» **REQUIRED TASK**: Copy these lines word for word.

[Segmentation dataset lines]
---+---
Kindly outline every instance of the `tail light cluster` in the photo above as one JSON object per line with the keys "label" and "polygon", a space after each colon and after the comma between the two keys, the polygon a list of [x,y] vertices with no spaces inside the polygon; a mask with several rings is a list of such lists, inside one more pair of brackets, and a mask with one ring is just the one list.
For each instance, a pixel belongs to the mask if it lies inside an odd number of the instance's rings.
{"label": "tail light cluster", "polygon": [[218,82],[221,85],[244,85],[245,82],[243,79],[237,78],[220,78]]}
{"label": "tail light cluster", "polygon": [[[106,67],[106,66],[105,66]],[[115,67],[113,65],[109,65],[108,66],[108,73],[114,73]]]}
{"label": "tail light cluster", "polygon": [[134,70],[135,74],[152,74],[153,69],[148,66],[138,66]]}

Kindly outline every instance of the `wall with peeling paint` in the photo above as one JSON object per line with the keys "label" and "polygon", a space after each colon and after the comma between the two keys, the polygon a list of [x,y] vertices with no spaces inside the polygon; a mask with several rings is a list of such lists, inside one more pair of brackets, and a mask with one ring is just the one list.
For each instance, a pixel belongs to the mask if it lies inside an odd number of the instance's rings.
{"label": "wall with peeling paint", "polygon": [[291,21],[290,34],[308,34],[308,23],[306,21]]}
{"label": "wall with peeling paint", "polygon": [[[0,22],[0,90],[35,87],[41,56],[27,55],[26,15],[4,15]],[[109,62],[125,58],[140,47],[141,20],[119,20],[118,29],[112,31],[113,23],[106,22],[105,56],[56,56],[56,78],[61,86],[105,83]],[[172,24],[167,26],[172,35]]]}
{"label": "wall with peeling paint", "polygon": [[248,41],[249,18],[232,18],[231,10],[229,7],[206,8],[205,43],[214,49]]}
---+---
» **WRITTEN RESPONSE**:
Kindly outline every instance of the `tail light cluster` in the photo above as one JSON object per line with the keys "label" and "polygon", a space after each colon and after the comma between the two keys, the polygon a list of [x,y] vertices with no spaces inside the polygon; a mask with several rings is a list of such lists, inside one more pair of brackets, and a mask with one ring is just the one list.
For each instance, a pixel belongs to the mask if it lies inside an odd number of the instance's rings.
{"label": "tail light cluster", "polygon": [[218,82],[221,85],[244,85],[245,82],[243,79],[237,78],[220,78]]}
{"label": "tail light cluster", "polygon": [[[106,67],[106,66],[105,66]],[[115,67],[113,65],[109,65],[108,66],[108,73],[114,73]]]}
{"label": "tail light cluster", "polygon": [[134,70],[135,74],[152,74],[153,69],[148,66],[138,66]]}

Kindly outline every instance of the `wall with peeling paint` in the photo above as one JSON object per line with the keys "label" and "polygon", a space after each colon and after the comma between the two keys, the polygon a list of [x,y] vertices with no spaces inside the polygon; a mask with several rings is a list of such lists, inside one more pair of brackets, and a mask with one ring is just the one list.
For each instance, a pixel belongs to the mask if it lies inside an odd number of the instance's rings.
{"label": "wall with peeling paint", "polygon": [[291,21],[290,34],[308,34],[308,23],[306,21]]}
{"label": "wall with peeling paint", "polygon": [[[0,22],[0,90],[35,87],[41,56],[27,55],[26,15],[4,15]],[[109,62],[125,58],[140,47],[141,20],[119,20],[118,29],[112,31],[113,23],[106,22],[105,56],[56,56],[56,78],[61,86],[105,83]],[[172,24],[167,26],[172,35]]]}
{"label": "wall with peeling paint", "polygon": [[248,41],[249,18],[232,18],[231,10],[229,7],[206,8],[205,43],[214,49]]}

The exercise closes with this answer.